__Exercise prompt__
Rewrite the material below as a Markdown table with two columns, Row and Line. Give each line its own numbered row, skip blank lines, and leave out the pictures.

** Start Supplied data **

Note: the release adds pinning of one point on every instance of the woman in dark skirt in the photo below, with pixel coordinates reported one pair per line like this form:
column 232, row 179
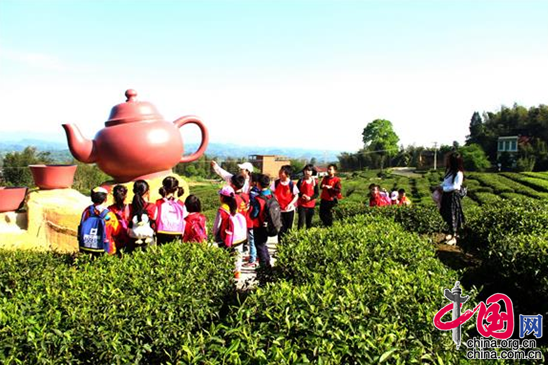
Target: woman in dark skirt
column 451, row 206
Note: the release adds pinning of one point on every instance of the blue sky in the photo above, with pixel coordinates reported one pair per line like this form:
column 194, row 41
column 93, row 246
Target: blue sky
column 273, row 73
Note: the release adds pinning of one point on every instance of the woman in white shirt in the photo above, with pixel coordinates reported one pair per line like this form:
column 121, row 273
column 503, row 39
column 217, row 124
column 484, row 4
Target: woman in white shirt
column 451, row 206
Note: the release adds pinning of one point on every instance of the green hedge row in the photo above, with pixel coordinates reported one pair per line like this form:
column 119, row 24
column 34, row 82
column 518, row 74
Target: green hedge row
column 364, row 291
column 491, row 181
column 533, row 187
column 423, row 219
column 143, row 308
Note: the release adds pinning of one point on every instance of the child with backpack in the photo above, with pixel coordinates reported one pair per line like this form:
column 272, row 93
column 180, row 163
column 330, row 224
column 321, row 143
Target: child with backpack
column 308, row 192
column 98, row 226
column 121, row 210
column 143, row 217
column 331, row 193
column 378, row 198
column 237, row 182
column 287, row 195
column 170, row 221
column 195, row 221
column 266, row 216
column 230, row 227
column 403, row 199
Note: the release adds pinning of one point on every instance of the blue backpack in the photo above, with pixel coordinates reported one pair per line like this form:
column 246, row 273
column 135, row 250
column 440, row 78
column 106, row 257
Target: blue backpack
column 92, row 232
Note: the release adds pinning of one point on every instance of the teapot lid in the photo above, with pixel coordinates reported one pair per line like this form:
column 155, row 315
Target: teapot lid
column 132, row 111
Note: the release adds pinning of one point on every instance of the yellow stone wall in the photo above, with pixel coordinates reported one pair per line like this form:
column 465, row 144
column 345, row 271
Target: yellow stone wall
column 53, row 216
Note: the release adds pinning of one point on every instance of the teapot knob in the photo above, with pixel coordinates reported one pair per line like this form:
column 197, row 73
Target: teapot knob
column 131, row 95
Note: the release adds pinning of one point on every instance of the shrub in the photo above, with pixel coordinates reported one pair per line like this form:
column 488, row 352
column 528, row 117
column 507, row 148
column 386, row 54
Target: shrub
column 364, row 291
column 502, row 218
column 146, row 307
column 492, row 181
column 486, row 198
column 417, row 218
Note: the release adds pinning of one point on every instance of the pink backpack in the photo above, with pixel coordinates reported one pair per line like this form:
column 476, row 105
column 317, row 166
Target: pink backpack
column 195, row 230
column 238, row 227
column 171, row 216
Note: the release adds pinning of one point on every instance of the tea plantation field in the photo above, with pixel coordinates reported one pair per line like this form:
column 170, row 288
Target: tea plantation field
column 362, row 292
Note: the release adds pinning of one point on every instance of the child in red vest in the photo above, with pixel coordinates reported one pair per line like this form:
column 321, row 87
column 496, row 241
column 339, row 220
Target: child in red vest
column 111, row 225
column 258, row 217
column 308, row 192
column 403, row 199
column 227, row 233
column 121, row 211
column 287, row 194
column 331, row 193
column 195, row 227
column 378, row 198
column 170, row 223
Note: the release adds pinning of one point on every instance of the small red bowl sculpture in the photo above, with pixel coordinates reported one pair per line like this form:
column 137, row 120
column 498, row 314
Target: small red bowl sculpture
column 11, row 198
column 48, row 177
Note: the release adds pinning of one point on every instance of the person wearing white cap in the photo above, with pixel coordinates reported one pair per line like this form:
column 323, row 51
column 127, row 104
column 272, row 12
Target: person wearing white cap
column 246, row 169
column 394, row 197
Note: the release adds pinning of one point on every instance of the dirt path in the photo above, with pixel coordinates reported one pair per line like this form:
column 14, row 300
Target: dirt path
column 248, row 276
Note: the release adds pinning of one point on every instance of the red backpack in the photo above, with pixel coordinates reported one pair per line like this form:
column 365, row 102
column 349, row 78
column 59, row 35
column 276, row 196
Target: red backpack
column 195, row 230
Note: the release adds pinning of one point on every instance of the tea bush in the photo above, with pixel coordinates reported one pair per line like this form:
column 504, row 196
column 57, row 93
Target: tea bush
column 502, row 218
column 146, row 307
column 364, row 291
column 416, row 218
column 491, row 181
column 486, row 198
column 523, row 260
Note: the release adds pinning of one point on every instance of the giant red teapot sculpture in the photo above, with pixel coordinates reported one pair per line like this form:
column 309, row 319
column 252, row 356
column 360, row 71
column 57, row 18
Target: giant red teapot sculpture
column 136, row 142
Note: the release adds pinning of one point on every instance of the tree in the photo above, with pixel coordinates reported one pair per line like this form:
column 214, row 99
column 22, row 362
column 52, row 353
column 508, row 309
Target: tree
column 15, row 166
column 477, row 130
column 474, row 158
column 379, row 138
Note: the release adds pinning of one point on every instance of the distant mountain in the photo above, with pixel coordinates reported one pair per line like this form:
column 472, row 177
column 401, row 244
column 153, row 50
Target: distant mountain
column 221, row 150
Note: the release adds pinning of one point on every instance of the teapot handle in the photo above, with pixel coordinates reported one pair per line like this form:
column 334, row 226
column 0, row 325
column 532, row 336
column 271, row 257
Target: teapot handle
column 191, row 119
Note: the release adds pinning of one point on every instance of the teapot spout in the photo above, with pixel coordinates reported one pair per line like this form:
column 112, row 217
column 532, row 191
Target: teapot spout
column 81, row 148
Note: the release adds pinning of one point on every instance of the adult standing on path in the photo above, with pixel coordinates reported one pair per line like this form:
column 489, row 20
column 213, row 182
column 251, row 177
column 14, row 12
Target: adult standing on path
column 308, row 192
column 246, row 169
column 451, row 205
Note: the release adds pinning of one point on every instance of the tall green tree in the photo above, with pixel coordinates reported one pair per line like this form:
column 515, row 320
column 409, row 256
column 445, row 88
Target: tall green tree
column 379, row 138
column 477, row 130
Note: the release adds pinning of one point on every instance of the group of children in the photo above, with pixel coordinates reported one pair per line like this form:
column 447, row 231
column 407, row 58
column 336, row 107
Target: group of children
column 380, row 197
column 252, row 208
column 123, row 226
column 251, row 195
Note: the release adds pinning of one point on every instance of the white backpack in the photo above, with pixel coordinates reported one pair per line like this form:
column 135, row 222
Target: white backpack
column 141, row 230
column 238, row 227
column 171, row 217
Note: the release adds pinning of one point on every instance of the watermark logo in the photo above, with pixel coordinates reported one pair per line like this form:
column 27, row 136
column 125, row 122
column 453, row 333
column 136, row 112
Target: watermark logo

** End Supplied data **

__Task result__
| Row | Line |
|---|---|
| 1 | Note: the release adds pinning of one point on every instance of the woman in dark skirt in the photo below, with pixel coordinates reported one pair per line like this form: |
| 2 | column 232, row 179 |
| 3 | Target: woman in dark skirt |
| 4 | column 451, row 206 |
| 5 | Note: the release adds pinning of one point on every instance of the blue sky in the photo above, with pixel coordinates reported one pair per line like this form: |
| 6 | column 194, row 41 |
| 7 | column 93, row 246 |
| 8 | Target: blue sky |
| 9 | column 273, row 73 |
| 10 | Note: the release adds pinning of one point on every instance of the woman in white shirt in the photo above, with pixel coordinates reported one pair per line like this form: |
| 11 | column 121, row 273 |
| 12 | column 503, row 39 |
| 13 | column 217, row 124 |
| 14 | column 484, row 4 |
| 15 | Target: woman in white shirt |
| 16 | column 451, row 206 |
| 17 | Note: the release adds pinning of one point on every instance of the green hedge row in the photo above, with pixel coordinates reported one pair per line like this form: |
| 18 | column 119, row 24 |
| 19 | column 34, row 82 |
| 20 | column 518, row 74 |
| 21 | Target: green hedge row |
| 22 | column 364, row 291 |
| 23 | column 491, row 181 |
| 24 | column 533, row 187 |
| 25 | column 423, row 219 |
| 26 | column 143, row 308 |
| 27 | Note: the release adds pinning of one point on every instance of the child with backpack in the photo above, with pixel coordinates reported one pair per line like this form: |
| 28 | column 272, row 93 |
| 29 | column 180, row 163 |
| 30 | column 330, row 224 |
| 31 | column 321, row 143 |
| 32 | Target: child with backpack |
| 33 | column 308, row 192 |
| 34 | column 98, row 226 |
| 35 | column 121, row 210 |
| 36 | column 143, row 217 |
| 37 | column 331, row 193 |
| 38 | column 378, row 198 |
| 39 | column 237, row 182 |
| 40 | column 287, row 195 |
| 41 | column 170, row 221 |
| 42 | column 195, row 221 |
| 43 | column 266, row 216 |
| 44 | column 230, row 227 |
| 45 | column 403, row 199 |
| 46 | Note: the release adds pinning of one point on every instance of the blue backpack in the photo above, with pixel coordinates reported one pair per line like this form: |
| 47 | column 246, row 273 |
| 48 | column 135, row 250 |
| 49 | column 440, row 78 |
| 50 | column 106, row 257 |
| 51 | Target: blue backpack |
| 52 | column 92, row 232 |
| 53 | Note: the release adds pinning of one point on every instance of the teapot lid in the photo above, with pixel coordinates reported one pair per line like this form: |
| 54 | column 155, row 315 |
| 55 | Target: teapot lid |
| 56 | column 132, row 111 |
| 57 | Note: the release adds pinning of one point on every instance of the yellow stone wall in the photo above, with pixel coordinates reported one pair per line like this form: |
| 58 | column 465, row 144 |
| 59 | column 345, row 271 |
| 60 | Target: yellow stone wall |
| 61 | column 53, row 216 |
| 62 | Note: the release adds pinning of one point on every instance of the teapot knob in the photo above, with pixel coordinates reported one pair per line like this form: |
| 63 | column 197, row 73 |
| 64 | Target: teapot knob |
| 65 | column 131, row 95 |
| 66 | Note: the release adds pinning of one point on every instance of the shrub in the photo above, with pixel coordinates reported one pair per line like this form: |
| 67 | column 488, row 352 |
| 68 | column 528, row 117 |
| 69 | column 507, row 148 |
| 70 | column 386, row 54 |
| 71 | Target: shrub |
| 72 | column 364, row 291 |
| 73 | column 502, row 218 |
| 74 | column 146, row 307 |
| 75 | column 492, row 181 |
| 76 | column 486, row 198 |
| 77 | column 417, row 218 |
| 78 | Note: the release adds pinning of one point on every instance of the pink backpack in the photo above, with pixel coordinates reported one pair per line like this form: |
| 79 | column 476, row 105 |
| 80 | column 317, row 166 |
| 81 | Target: pink backpack |
| 82 | column 195, row 230 |
| 83 | column 238, row 227 |
| 84 | column 171, row 216 |
| 85 | Note: the release adds pinning of one point on every instance of the tea plantation field in the photo above, with pixel coordinates reported one pair per line like this form: |
| 86 | column 170, row 288 |
| 87 | Target: tea plantation field |
| 88 | column 362, row 292 |
| 89 | Note: the release adds pinning of one point on every instance of the child in red vest in the photo above, with pixel coordinates reported one pair per line like this form: |
| 90 | column 321, row 87 |
| 91 | column 496, row 241 |
| 92 | column 339, row 220 |
| 93 | Target: child in red vest |
| 94 | column 111, row 225 |
| 95 | column 258, row 217 |
| 96 | column 308, row 192 |
| 97 | column 403, row 199 |
| 98 | column 227, row 233 |
| 99 | column 121, row 211 |
| 100 | column 287, row 194 |
| 101 | column 331, row 193 |
| 102 | column 195, row 227 |
| 103 | column 378, row 198 |
| 104 | column 170, row 223 |
| 105 | Note: the release adds pinning of one point on every instance of the small red bowl sculpture in the photo above, with pixel coordinates reported one pair per line like this form: |
| 106 | column 137, row 120 |
| 107 | column 498, row 314 |
| 108 | Target: small red bowl sculpture |
| 109 | column 11, row 198 |
| 110 | column 48, row 177 |
| 111 | Note: the release adds pinning of one point on every instance of the person wearing white cap in the photo above, with pixel coordinates reported one pair per line like this form: |
| 112 | column 323, row 51 |
| 113 | column 127, row 104 |
| 114 | column 272, row 12 |
| 115 | Target: person wearing white cap |
| 116 | column 246, row 169 |
| 117 | column 394, row 197 |
| 118 | Note: the release adds pinning of one point on every instance of the dirt path in the photo above, with pixel coordinates reported one pair per line like this form: |
| 119 | column 14, row 300 |
| 120 | Target: dirt path |
| 121 | column 248, row 276 |
| 122 | Note: the release adds pinning of one point on every instance of the red backpack in the photo above, with pixel coordinates reported one pair per line like this form: |
| 123 | column 365, row 102 |
| 124 | column 349, row 78 |
| 125 | column 59, row 35 |
| 126 | column 276, row 196 |
| 127 | Target: red backpack |
| 128 | column 195, row 230 |
| 129 | Note: the release adds pinning of one point on every instance of the tea bush in the photo above, with pixel coordinates reported one pair per line like this form: |
| 130 | column 504, row 196 |
| 131 | column 57, row 93 |
| 132 | Target: tea bush |
| 133 | column 502, row 218 |
| 134 | column 146, row 307 |
| 135 | column 364, row 291 |
| 136 | column 416, row 218 |
| 137 | column 491, row 181 |
| 138 | column 486, row 198 |
| 139 | column 523, row 260 |
| 140 | Note: the release adds pinning of one point on every instance of the giant red teapot sculpture in the photo above, with pixel coordinates reported one pair per line like this form: |
| 141 | column 309, row 319 |
| 142 | column 252, row 356 |
| 143 | column 360, row 71 |
| 144 | column 57, row 18 |
| 145 | Target: giant red teapot sculpture |
| 146 | column 136, row 142 |
| 147 | Note: the release adds pinning of one point on every instance of the tree in the photo above, with pixel coordinates reported one pair per line like this form: |
| 148 | column 214, row 99 |
| 149 | column 22, row 362 |
| 150 | column 52, row 353 |
| 151 | column 508, row 309 |
| 152 | Target: tree |
| 153 | column 15, row 166 |
| 154 | column 477, row 130 |
| 155 | column 474, row 158 |
| 156 | column 379, row 138 |
| 157 | Note: the release adds pinning of one point on every instance of the distant mountain in the photo above, with pixel coordinates reported one pair per line like this form: |
| 158 | column 472, row 177 |
| 159 | column 401, row 244 |
| 160 | column 153, row 50 |
| 161 | Target: distant mountain |
| 162 | column 221, row 150 |
| 163 | Note: the release adds pinning of one point on every instance of the teapot handle in the photo above, with pixel coordinates reported one pair per line like this form: |
| 164 | column 334, row 226 |
| 165 | column 0, row 325 |
| 166 | column 532, row 336 |
| 167 | column 271, row 257 |
| 168 | Target: teapot handle |
| 169 | column 191, row 119 |
| 170 | Note: the release adds pinning of one point on every instance of the teapot spout in the photo above, with pixel coordinates reported one pair per line like this form: |
| 171 | column 112, row 217 |
| 172 | column 532, row 191 |
| 173 | Target: teapot spout |
| 174 | column 81, row 148 |
| 175 | Note: the release adds pinning of one point on every instance of the adult standing on path in the photo above, with pixel coordinates reported one pair per line like this form: |
| 176 | column 489, row 20 |
| 177 | column 213, row 182 |
| 178 | column 251, row 177 |
| 179 | column 14, row 12 |
| 180 | Target: adult standing on path |
| 181 | column 308, row 192 |
| 182 | column 246, row 169 |
| 183 | column 451, row 205 |
| 184 | Note: the release adds pinning of one point on every instance of the tall green tree in the photo above, with pixel coordinates reported one pair per line like this form: |
| 185 | column 515, row 320 |
| 186 | column 409, row 256 |
| 187 | column 445, row 88 |
| 188 | Target: tall green tree |
| 189 | column 379, row 138 |
| 190 | column 477, row 130 |
| 191 | Note: the release adds pinning of one point on every instance of the group of children in the photo above, with pixel coordinates reported one pair per line like this form: |
| 192 | column 447, row 231 |
| 193 | column 407, row 58 |
| 194 | column 336, row 107 |
| 195 | Target: group of children |
| 196 | column 380, row 197 |
| 197 | column 252, row 208 |
| 198 | column 123, row 226 |
| 199 | column 251, row 195 |
| 200 | Note: the release adds pinning of one point on every instance of the white backpack in the photo above, with pixel coordinates reported one pair per line like this form: |
| 201 | column 135, row 222 |
| 202 | Target: white backpack |
| 203 | column 141, row 230 |
| 204 | column 238, row 227 |
| 205 | column 171, row 217 |
| 206 | Note: the release adds pinning of one point on every instance of the watermark logo in the photo above, with pixel coordinates reported one pair per line like this form: |
| 207 | column 27, row 136 |
| 208 | column 125, row 122 |
| 209 | column 453, row 333 |
| 210 | column 136, row 112 |
| 211 | Target: watermark logo |